**Extract**.
>>>>>
If you’re looking for an AV receiver to pair with your new Blu-ray player then the VSX-LX51 offers all the features you need and then some. Pioneer tells us that many of its customers are buying this receiver together with the BDP-51FD Blu-ray deck and we can see why – not only do they complement each other aesthetically, but their well-matched feature lists also make them ideal bedfellows.


Design-wise, the LX51 is a class act. Dressed all in black, it boasts an understated elegance but the subtle blue lights inject a touch of hi-tech glitz. It’s covered in knobs and buttons, which makes it far from minimal, but because everything blends into the black fascia you don’t really notice the clutter.


There’s a well-sized display panel, which communicates all of the relevant info in a clear manner, such as the current sound mode or audio format. The dials on either side are for changing the input and volume level, and the panel of front connections includes composite, analogue stereo and optical digital inputs, a USB port and an input for the MCACC setup microphone (more on this later).


Like any AV receiver worth its salt, the back panel is teeming with connections. The inclusion of three Deep Colour-compatible HDMI inputs and one output is a definite highlight, and we like the fact that one of the inputs is specifically designated for a Blu-ray player. You won’t be stuck for digital audio inputs either, with three optical ports (and one output) plus two of the coaxial variety, plus you’ll also find 7.1-channel analogue inputs and more analogue stereo, composite video and S-video inputs and outputs than you’ll ever need. Elsewhere there are three sets of component video inputs (and one output), as well as a generous array of sockets for custom installation use.

To take the stress out of the setup procedure, the VSX-LX51 features Pioneer’s unique Advanced Multi-Channel Acoustic Calibration, which automatically tunes the sound quality to suit your room using a nine-band equaliser – simply plug the supplied microphone into the relevant port on the front and let the automated system do its thing. Incorporated into MCACC is Phase Control, which corrects frequency delay and aligns the phase within each speaker.
<<<<<
**Set tasks**.
(A) According to the VSX-LX51 review, how many HDMI inputs does the receiver provide?
(B) Summarize the VSX-LX51 review in two sentences.
(C) Pick up the VSX-LX51 review after its final sentence and continue it.

(Dataset entries)
>>>>>
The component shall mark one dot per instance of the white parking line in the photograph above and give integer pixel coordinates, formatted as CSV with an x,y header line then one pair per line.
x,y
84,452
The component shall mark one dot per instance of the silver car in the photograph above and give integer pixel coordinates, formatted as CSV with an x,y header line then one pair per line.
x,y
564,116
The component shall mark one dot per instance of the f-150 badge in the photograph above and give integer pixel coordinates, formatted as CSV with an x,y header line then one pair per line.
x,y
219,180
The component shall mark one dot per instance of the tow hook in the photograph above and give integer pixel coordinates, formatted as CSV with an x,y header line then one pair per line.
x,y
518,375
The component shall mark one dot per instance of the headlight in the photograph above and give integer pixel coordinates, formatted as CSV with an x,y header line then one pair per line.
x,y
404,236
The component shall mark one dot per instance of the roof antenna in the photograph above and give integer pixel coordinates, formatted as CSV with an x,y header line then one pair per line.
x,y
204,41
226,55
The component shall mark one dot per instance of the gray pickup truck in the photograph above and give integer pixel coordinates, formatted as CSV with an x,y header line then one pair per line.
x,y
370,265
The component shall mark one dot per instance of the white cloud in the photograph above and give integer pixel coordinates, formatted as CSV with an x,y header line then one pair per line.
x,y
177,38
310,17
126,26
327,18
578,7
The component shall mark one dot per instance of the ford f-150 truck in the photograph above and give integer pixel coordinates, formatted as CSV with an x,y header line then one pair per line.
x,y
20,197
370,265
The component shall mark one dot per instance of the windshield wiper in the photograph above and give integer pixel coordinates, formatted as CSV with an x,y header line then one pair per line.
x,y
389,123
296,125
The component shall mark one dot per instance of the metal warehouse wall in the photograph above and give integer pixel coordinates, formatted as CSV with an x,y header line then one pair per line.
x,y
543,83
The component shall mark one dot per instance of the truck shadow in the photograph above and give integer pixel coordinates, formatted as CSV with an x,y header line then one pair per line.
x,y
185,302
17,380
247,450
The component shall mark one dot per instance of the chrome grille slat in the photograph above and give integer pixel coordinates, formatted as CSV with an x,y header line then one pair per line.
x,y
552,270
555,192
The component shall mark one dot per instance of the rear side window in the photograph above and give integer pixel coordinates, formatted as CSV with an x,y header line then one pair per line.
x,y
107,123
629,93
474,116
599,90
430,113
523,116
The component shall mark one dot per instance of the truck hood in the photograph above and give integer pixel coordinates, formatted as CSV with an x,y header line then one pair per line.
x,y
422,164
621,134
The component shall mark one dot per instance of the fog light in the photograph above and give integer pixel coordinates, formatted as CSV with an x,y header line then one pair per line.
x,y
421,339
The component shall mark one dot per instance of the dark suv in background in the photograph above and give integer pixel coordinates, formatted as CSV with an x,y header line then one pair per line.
<<<<<
**Expected answers**.
(A) It provides three Deep Colour-compatible HDMI inputs, one of which is designated for a Blu-ray player.

(B) The Pioneer VSX-LX51 is an AV receiver with an elegant black design and blue lights that pairs well with the BDP-51FD Blu-ray deck. Its clear display panel sits among front and rear panels with an extensive range of connections, including three HDMI inputs, and its MCACC system, with Phase Control, automatically calibrates the sound to suit the room using a supplied microphone.

(C)
The VSX-LX51 musters 7 x 150W of power and supports every audio format under the sun, including lossless Dolby TrueHD and DTS HD Master Audio. It’s also THX Select2 Plus certified, which makes it best suited to rooms with a listening distance of between 10 and 12 feet, as well as ensuring that the product meets THX’s stringent quality criteria.


There’s also a staggering array of surround modes which can be used in conjunction with regular surround sound decoding, or to boost two-channel material up to 5.1. Highlights include a virtual surround back mode, which adds a phantom speaker between the rears, Advanced Cinema/Concert, which use signal processing to replicate different listening environments and Real Phantom, which creates a virtual centre channel for people who don’t want a centre speaker in their system.


But we’ve barely scratched the surface. The USB port on the front enables you to connect a portable audio player and listen to MP3 or WMA files, plus the Advanced Sound Retriever boosts the quality of these compressed audio formats. Additionally, if you don’t fancy rigging up rear speakers, the Front Stage Surround Advance mode generates virtual rears from the speakers positioned at the front of the room. Add other wizardry like Dialogue Enhancement and digital noise reduction into the mix, and it’s clear that the LX51 makes a formidable audio epicentre.


It’s also worth mentioning that despite its vast array of features, the unit is fairly easy to use. The setup menu can be viewed on your TV via the video outputs, and uses a crude-looking but straightforward menu system that enables you to make all the usual tweaks like assigning inputs or changing the sound settings. But if you’re not hooked up to a TV then you can use the front display. The remote is generally well laid out and you can navigate the basics with ease, but many of the buttons are labelled with confusing abbreviations that will take you some time to figure out.

With a Pioneer BDP-51FD connected to the LX51’s HDMI input, we played the Blu-ray version of ”300” and the Pioneer delivers a breathtaking rendition of its Dolby TrueHD track. It has the punch and power to turn the film’s brutal battle scenes into a truly visceral experience, with the clanking swords, furious effects and stirring score pumped out with real aplomb.


What’s more, the speed and drive with which it zips from effect to effect is stunning and makes for a truly thrilling listen, but it remains in steadfast control at all times. The soundstage never feels muddy or boxed in – it’s admirably open and expansive, and with more intimate dialogue-driven scenes, the Pioneer renders speech with effortless clarity.


The LX51 ekes out every last bit of detail from the disc too, reproducing even the subtlest background sounds with pin-sharp clarity and adding an extra hint of gruesome detail to the sound of spears squelching through flesh. High-frequencies are amazingly crisp but never sound harsh or bright, while at the other end of the spectrum the bass is full bodied but extremely well controlled.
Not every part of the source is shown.